Task prompt: Please set down each line of the material exactly.

Data:
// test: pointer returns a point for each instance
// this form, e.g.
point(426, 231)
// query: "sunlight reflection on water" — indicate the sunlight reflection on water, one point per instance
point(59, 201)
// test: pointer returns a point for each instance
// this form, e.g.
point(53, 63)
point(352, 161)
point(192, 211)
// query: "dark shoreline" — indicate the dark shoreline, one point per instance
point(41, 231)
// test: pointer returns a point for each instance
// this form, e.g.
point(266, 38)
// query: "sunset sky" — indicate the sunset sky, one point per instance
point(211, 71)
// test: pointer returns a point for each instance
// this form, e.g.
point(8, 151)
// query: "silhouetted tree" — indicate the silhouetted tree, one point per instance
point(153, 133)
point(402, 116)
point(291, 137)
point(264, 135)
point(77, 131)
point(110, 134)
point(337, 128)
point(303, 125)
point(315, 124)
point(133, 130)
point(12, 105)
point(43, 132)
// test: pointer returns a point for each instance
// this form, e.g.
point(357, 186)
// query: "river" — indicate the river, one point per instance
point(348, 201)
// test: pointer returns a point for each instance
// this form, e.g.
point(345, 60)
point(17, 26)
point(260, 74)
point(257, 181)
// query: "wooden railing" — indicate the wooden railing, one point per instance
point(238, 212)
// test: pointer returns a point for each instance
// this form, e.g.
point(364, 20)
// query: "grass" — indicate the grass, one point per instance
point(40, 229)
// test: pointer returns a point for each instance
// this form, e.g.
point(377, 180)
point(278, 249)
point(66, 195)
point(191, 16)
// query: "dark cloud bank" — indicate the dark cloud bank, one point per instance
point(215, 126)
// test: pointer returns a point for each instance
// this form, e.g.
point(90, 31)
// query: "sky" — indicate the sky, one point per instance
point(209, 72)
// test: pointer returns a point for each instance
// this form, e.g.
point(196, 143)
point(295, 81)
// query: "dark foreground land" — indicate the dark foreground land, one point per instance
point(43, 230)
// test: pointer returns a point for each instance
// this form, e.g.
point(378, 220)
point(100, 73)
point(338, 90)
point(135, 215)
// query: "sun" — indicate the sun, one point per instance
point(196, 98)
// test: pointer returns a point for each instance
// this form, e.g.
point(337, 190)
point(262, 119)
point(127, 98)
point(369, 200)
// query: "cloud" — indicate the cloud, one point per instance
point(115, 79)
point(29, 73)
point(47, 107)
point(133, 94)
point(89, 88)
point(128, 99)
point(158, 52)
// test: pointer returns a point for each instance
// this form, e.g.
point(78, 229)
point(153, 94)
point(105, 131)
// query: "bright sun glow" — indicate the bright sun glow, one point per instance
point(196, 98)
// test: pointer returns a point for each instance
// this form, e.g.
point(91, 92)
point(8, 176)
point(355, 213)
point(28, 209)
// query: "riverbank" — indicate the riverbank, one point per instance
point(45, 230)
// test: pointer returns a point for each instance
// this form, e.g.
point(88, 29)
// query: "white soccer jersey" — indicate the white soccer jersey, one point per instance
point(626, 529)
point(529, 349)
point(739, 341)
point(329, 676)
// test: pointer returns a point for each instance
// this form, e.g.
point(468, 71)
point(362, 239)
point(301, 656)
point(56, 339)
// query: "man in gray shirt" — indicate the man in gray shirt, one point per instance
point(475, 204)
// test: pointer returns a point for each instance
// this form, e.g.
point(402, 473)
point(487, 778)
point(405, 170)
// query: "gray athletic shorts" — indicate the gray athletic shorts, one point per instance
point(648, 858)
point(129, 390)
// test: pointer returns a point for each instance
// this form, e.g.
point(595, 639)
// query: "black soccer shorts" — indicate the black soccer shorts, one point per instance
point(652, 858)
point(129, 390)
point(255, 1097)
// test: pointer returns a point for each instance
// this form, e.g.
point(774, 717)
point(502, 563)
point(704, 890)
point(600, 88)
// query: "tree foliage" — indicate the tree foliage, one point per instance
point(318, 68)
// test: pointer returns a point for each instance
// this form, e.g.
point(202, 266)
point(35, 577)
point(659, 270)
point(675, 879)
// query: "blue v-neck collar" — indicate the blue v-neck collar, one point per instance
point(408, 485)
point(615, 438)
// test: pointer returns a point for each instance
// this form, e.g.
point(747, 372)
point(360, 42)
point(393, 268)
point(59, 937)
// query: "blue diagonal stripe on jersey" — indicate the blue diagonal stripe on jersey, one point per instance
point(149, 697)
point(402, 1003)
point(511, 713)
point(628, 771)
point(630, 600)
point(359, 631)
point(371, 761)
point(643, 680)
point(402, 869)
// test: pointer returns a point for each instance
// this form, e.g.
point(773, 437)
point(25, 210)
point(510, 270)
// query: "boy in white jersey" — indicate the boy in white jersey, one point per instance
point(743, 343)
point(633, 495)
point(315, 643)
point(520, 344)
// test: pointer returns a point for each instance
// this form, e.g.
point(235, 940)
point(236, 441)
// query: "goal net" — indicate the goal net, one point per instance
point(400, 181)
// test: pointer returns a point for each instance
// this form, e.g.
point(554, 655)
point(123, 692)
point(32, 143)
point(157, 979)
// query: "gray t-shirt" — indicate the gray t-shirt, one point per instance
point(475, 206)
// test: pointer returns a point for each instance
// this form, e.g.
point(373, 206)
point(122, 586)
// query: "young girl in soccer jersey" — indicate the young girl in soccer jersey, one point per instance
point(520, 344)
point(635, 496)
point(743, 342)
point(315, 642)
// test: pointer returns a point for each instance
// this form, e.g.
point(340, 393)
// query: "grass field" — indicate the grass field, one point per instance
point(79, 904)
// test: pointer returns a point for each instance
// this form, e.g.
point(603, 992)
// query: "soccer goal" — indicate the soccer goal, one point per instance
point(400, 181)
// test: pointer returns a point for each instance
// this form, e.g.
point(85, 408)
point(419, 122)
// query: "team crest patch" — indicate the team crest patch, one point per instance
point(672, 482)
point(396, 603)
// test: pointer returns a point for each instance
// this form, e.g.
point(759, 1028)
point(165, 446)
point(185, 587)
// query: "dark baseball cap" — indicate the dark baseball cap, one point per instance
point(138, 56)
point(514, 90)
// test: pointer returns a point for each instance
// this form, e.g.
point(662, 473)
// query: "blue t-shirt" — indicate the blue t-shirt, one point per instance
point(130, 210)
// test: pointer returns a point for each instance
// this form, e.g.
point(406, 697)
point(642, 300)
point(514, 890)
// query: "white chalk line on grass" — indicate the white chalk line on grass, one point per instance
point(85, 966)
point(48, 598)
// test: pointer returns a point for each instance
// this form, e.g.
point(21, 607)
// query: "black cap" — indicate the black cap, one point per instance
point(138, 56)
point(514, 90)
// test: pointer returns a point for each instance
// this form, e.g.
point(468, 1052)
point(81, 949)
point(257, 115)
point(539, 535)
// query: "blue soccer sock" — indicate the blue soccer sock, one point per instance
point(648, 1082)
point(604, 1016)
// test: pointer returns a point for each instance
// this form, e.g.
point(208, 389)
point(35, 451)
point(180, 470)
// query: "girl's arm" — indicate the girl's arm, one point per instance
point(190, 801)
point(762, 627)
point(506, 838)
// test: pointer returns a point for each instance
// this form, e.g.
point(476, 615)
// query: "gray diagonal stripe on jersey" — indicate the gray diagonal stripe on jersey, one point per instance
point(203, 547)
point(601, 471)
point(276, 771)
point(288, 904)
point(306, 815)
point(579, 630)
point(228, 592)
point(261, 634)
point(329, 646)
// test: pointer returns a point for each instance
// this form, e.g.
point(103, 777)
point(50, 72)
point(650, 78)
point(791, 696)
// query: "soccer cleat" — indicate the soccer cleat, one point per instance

Solution for this problem:
// test: pointer returns a point for each instance
// this form, e.g.
point(426, 231)
// query: "sunlight reflection on water" — indicate the sunlight reflection on water, one point per instance
point(59, 201)
// test: pointer returns a point for each instance
// this form, e.g.
point(53, 63)
point(352, 161)
point(192, 211)
// query: "dark shoreline" — indicate the dark shoreline, one point per instance
point(41, 231)
// test: pointer returns a point for each instance
// this form, e.g.
point(266, 38)
// query: "sunset sky" — indicate the sunset sky, one point per instance
point(211, 71)
// test: pointer returns a point for each instance
// this form, e.g.
point(8, 151)
// query: "silhouetted tree" — indicate the silhouetted tree, one point per instance
point(153, 133)
point(402, 116)
point(291, 137)
point(264, 135)
point(77, 131)
point(110, 134)
point(337, 128)
point(303, 125)
point(315, 124)
point(133, 130)
point(12, 105)
point(43, 132)
// test: pointer returns a point for each instance
// this form, e.g.
point(357, 186)
// query: "river" — indicate the river, one point per instance
point(348, 201)
// test: pointer returns a point for each instance
// this form, e.g.
point(345, 60)
point(17, 26)
point(260, 74)
point(257, 181)
// query: "wooden railing" — indicate the wooden railing, one point per instance
point(238, 212)
// test: pointer returns a point for each instance
// this form, e.g.
point(364, 20)
// query: "grass" — indicate the grass, one point per instance
point(40, 229)
// test: pointer returns a point for each instance
// this form, e.g.
point(377, 180)
point(278, 249)
point(66, 195)
point(191, 16)
// query: "dark cloud bank" — indicate the dark cloud bank, one point per instance
point(215, 126)
// test: pointer returns a point for each instance
// this form, e.g.
point(90, 31)
// query: "sky" — indicate the sky, one point per instance
point(209, 72)
// test: pointer returns a point for each instance
// this form, e.g.
point(196, 143)
point(295, 81)
// query: "dark foreground land" — indicate the dark foreground land, one point per instance
point(43, 230)
// test: pointer returns a point for each instance
// this form, e.g.
point(378, 220)
point(100, 73)
point(338, 90)
point(135, 215)
// query: "sun" — indicate the sun, one point per instance
point(196, 98)
// test: pointer returns a point for each instance
// this form, e.g.
point(337, 190)
point(262, 119)
point(127, 98)
point(369, 200)
// query: "cloud" — indicate the cloud, one point per instance
point(115, 79)
point(29, 73)
point(47, 107)
point(133, 94)
point(89, 88)
point(128, 99)
point(158, 52)
// test: pointer returns a point for each instance
// this form, e.g.
point(78, 229)
point(153, 94)
point(105, 131)
// query: "bright sun glow" — indicate the bright sun glow, one point per instance
point(196, 98)
// test: pointer returns a point for each instance
// this form, e.g.
point(91, 92)
point(8, 176)
point(355, 213)
point(28, 209)
// query: "riverbank" — indicate the riverbank, one point per instance
point(45, 230)
// test: pointer returns a point for each instance
// this form, e.g.
point(88, 29)
// query: "white soccer jersey" — indicate the white soccer jersey, one point per instance
point(626, 529)
point(529, 349)
point(739, 341)
point(329, 676)
// test: pointer returns a point for each instance
// this form, e.g.
point(468, 71)
point(362, 239)
point(301, 656)
point(56, 339)
// query: "man in gray shirt" — indicate the man in gray shirt, one point per instance
point(475, 204)
// test: pointer returns a point for each instance
// this form, e.g.
point(402, 473)
point(487, 778)
point(405, 170)
// query: "gray athletic shorts" — indicate the gray athletic shorts, one point per instance
point(648, 858)
point(129, 390)
// test: pointer returns a point for each instance
// this form, e.g.
point(595, 639)
// query: "black soccer shorts" — indicate the black soccer shorts, one point per instance
point(652, 858)
point(129, 390)
point(255, 1097)
// test: pointer returns a point for each instance
// this form, e.g.
point(774, 717)
point(502, 563)
point(704, 890)
point(600, 88)
// query: "tree foliage" — indicate the tree foliage, one point per instance
point(318, 68)
// test: pointer returns a point for each instance
// this form, e.g.
point(202, 266)
point(35, 577)
point(659, 270)
point(675, 879)
// query: "blue v-neck collar" — indicate the blue v-neck collar, one point per instance
point(408, 485)
point(615, 438)
// test: pointer returns a point for each instance
// this form, e.g.
point(747, 372)
point(360, 42)
point(393, 268)
point(59, 937)
// query: "blue diagonal stripe on jersey" — indicate the blue diagonal stripe on jersey, one point per instance
point(149, 697)
point(402, 1003)
point(511, 713)
point(628, 771)
point(630, 600)
point(359, 631)
point(371, 761)
point(643, 680)
point(402, 869)
// test: pointer returns a point for each instance
// this form, e.g.
point(773, 437)
point(25, 210)
point(510, 270)
// query: "boy in white jersey" — indicate the boy in white jersey, one point per instance
point(743, 343)
point(633, 495)
point(315, 643)
point(520, 344)
// test: pointer returns a point for each instance
// this form, e.g.
point(235, 940)
point(236, 441)
// query: "goal net" — indicate the goal net, one point per instance
point(400, 181)
// test: pointer returns a point for each instance
// this form, e.g.
point(554, 655)
point(123, 692)
point(32, 143)
point(157, 979)
// query: "gray t-shirt" — indicate the gray t-shirt, one point per instance
point(475, 206)
// test: pointer returns a point for each instance
// this form, e.g.
point(373, 206)
point(122, 586)
// query: "young girl in soccer jersey" — indicate the young girl in soccer jersey, one point per instance
point(520, 344)
point(635, 496)
point(743, 342)
point(315, 642)
// test: pointer returns a point for each instance
// this form, e.g.
point(340, 393)
// query: "grass field" — indicate the grass field, one point per instance
point(79, 904)
// test: pointer returns a point for each instance
// this form, e.g.
point(603, 992)
// query: "soccer goal" — indicate the soccer goal, one point per instance
point(400, 181)
// test: pointer returns a point for each instance
// this form, e.g.
point(85, 408)
point(419, 122)
// query: "team crest patch" — indicate the team crest patch, one point per instance
point(672, 482)
point(396, 603)
// test: pointer returns a point for each instance
// this form, e.g.
point(759, 1028)
point(165, 446)
point(185, 587)
// query: "dark baseball cap" — indicate the dark baseball cap, one point per instance
point(138, 56)
point(514, 90)
// test: pointer returns a point for each instance
// this form, e.g.
point(662, 473)
// query: "blue t-shirt" — indicate the blue t-shirt, one point per instance
point(130, 210)
// test: pointer returns a point for each instance
// this form, e.g.
point(406, 697)
point(642, 300)
point(514, 890)
// query: "white chalk line on grass" — indicate the white chalk line on grass, one point per instance
point(85, 966)
point(48, 598)
// test: pointer returns a point for each instance
// this form, e.g.
point(21, 607)
// query: "black cap" — indicate the black cap, one point per instance
point(138, 56)
point(514, 90)
// test: pointer returns a point for each instance
// this form, e.g.
point(468, 1052)
point(81, 949)
point(257, 115)
point(539, 535)
// query: "blue soccer sock" — indicate the blue soccer sock, one point per instance
point(648, 1082)
point(604, 1016)
// test: pointer returns a point for each instance
// this form, e.g.
point(208, 389)
point(35, 451)
point(180, 470)
// query: "girl's arm" — indicate the girl's arm, one point per instance
point(190, 801)
point(762, 627)
point(506, 838)
// test: pointer returns a point for each instance
// this form, e.g.
point(476, 615)
// query: "gray diagonal stripe on jersey" — indicate the gray diagonal stripe on jersey, one point per instance
point(203, 547)
point(601, 471)
point(276, 771)
point(288, 904)
point(306, 815)
point(579, 630)
point(228, 592)
point(261, 634)
point(329, 646)
// test: pointer returns a point for each instance
// this form, e.g.
point(103, 777)
point(50, 72)
point(650, 78)
point(791, 696)
// query: "soccer cleat" — indicate the soccer cleat, one point per instance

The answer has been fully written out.